▶ [Work required] Return all the data, word for word.
[Begin Supplied data]
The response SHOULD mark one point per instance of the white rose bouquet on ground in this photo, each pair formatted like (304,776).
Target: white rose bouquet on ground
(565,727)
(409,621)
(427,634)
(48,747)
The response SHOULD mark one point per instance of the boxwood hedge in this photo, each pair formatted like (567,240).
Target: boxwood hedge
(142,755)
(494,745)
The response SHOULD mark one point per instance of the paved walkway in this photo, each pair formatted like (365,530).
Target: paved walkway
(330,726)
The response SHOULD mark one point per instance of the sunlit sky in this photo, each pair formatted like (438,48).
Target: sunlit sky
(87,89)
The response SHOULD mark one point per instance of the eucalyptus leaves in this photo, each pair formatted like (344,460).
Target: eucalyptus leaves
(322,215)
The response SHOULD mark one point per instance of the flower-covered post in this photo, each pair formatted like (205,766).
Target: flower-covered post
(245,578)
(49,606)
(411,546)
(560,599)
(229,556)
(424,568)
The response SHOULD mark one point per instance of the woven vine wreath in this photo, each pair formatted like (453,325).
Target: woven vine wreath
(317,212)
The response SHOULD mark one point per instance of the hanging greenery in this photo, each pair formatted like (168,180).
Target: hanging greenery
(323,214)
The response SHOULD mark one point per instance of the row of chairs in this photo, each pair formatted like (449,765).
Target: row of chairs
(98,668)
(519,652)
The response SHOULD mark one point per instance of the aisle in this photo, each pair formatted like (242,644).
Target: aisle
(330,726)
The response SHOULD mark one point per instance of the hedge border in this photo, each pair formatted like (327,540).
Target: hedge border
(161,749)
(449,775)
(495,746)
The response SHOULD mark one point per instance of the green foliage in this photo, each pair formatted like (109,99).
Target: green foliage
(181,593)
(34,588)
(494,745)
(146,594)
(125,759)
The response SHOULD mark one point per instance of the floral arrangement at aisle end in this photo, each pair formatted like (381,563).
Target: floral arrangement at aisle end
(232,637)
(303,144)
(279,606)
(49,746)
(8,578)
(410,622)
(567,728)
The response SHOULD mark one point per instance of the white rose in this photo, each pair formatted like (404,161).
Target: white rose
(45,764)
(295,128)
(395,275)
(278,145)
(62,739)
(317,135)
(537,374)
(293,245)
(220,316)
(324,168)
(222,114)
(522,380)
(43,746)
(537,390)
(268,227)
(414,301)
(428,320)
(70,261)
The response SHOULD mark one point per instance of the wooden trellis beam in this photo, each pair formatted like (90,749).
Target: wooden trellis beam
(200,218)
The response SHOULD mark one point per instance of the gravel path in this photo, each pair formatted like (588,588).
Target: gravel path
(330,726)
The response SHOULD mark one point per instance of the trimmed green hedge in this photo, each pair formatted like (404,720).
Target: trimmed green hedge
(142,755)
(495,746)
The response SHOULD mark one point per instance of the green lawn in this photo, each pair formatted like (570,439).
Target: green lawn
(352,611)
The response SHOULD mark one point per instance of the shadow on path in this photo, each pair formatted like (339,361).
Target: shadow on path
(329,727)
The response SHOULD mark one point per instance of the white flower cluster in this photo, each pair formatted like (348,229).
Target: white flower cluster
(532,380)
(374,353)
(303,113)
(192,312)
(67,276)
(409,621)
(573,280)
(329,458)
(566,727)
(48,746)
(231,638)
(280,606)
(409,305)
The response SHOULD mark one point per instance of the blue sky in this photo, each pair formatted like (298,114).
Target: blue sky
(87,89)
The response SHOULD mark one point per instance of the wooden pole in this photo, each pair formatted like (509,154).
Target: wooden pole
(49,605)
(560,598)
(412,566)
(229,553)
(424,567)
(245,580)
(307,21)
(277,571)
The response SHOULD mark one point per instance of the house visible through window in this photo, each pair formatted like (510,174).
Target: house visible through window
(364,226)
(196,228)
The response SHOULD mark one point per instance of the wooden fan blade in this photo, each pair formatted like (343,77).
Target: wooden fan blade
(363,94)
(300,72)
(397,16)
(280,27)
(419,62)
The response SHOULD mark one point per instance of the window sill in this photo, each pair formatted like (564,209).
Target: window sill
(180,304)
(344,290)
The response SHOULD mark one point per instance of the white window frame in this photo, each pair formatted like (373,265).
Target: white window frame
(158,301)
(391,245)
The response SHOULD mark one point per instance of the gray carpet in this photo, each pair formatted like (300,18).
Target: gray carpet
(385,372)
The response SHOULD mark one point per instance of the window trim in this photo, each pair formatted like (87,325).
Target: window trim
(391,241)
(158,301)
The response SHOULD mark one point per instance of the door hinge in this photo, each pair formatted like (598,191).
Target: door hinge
[End Supplied data]
▶ [Result]
The response SHOULD mark one point per instance of the white rose bouquet on ground in this photo, each pair formatted like (304,776).
Target: white rose bouquet on ground
(565,727)
(409,621)
(427,634)
(48,747)
The response SHOULD mark one point per instance of the boxwood hedge in this photo, each pair formatted like (567,240).
Target: boxwood hedge
(142,755)
(494,745)
The response SHOULD mark one point per instance of the paved walkway in this photo, each pair formatted like (365,530).
Target: paved walkway
(330,726)
The response SHOULD mark one point per instance of the sunlit sky in this photo, each pair formatted like (438,48).
Target: sunlit sky
(87,89)
The response SHOULD mark one point per instance of the eucalyptus leaves in this photo, each pair formatted like (344,460).
Target: eucalyptus leaves
(322,215)
The response SHOULD mark one point per instance of the flower-covered post in this photo, each pair formatted like (205,766).
Target: flower-covered post
(245,578)
(49,606)
(411,546)
(560,599)
(229,556)
(424,568)
The response SHOULD mark one point per instance of the woven vine wreath in this photo, each pair formatted like (453,325).
Target: woven vine wreath
(317,212)
The response SHOULD mark one point per instance of the hanging greenery in this photo, each pair formatted like (168,180).
Target: hanging greenery
(323,214)
The response SHOULD mark one point per instance of the row of chairs in this photo, each pair formatted like (449,765).
Target: row of chairs
(98,668)
(519,652)
The response SHOULD mark one point per instance of the aisle in this photo, each pair formatted like (242,644).
Target: aisle
(330,726)
The response SHOULD mark one point per instance of the hedge border in this photo, each pair formatted like (327,540).
Target: hedge border
(161,749)
(449,775)
(495,746)
The response SHOULD mark one point per instance of the green foliage in this photo, each pair formatted like (109,99).
Target: green foliage
(181,593)
(34,588)
(494,745)
(146,594)
(125,759)
The response SHOULD mark one point per instance of the floral arrangement at aisle end in this photo, each pair formatted like (381,563).
Target: floral arrangement at aisle end
(232,637)
(303,144)
(279,606)
(49,746)
(8,578)
(410,622)
(567,728)
The response SHOULD mark one point per instance of the white rose in this photo, each pair formatted like (404,161).
Target: white rose
(45,764)
(295,128)
(395,275)
(278,145)
(62,739)
(317,135)
(537,374)
(293,245)
(220,316)
(324,168)
(222,114)
(522,380)
(43,746)
(537,390)
(268,227)
(414,301)
(428,320)
(70,261)
The response SHOULD mark one point per instance of the wooden trellis beam in this photo, each pair formatted like (90,749).
Target: wooden trellis beam
(200,218)
The response SHOULD mark one point per instance of the gravel path in this photo, each pair formatted like (588,588).
Target: gravel path
(330,726)
The response SHOULD mark one point per instance of the trimmed green hedge in this photo, each pair formatted like (404,720).
Target: trimmed green hedge
(142,755)
(495,746)
The response SHOULD mark one point per instance of the green lawn in this photo, each pair formatted like (570,439).
Target: green lawn
(352,611)
The response SHOULD mark one point per instance of the shadow on path in this photo, each pair formatted like (339,361).
Target: shadow on path
(329,727)
The response SHOULD mark one point per instance of the white flower cluster in this photo, each pair formatted like (348,229).
Target: white flower cluster
(532,380)
(374,353)
(303,113)
(192,312)
(67,276)
(409,621)
(573,280)
(329,458)
(566,727)
(48,746)
(231,638)
(280,606)
(409,305)
The response SHOULD mark one point per instance of the blue sky in this photo, each pair formatted like (298,114).
Target: blue sky
(87,89)
The response SHOULD mark one point per instance of the wooden pole in this photo, each pair formatted like (509,154).
Target: wooden pole
(49,605)
(560,598)
(412,566)
(229,553)
(424,567)
(245,580)
(307,21)
(277,571)
The response SHOULD mark one point per instance of the house visible through window in this photo, each pair formatted like (510,174).
Target: house visible through window
(364,226)
(196,228)
The response SHOULD mark one point per instance of the wooden fan blade in this photo, each pair formatted like (343,77).
Target: wooden fan blade
(363,94)
(300,72)
(397,16)
(280,27)
(419,62)
The response SHOULD mark one point per instance of the window sill in this photo, each pair formatted like (564,209).
Target: window sill
(180,304)
(344,290)
The response SHOULD mark one point per instance of the white window frame in this photo, each pair formatted like (373,265).
Target: white window frame
(158,301)
(391,245)
The response SHOULD mark one point per instance of the gray carpet in this photo, each pair formatted like (300,18).
Target: gray carpet
(385,372)
The response SHOULD mark one point per instance of the window trim in this photo, each pair formatted like (87,325).
Target: window trim
(391,241)
(158,301)
The response SHOULD mark one point per instance of the door hinge in this photo, each pair formatted like (598,191).
Target: door hinge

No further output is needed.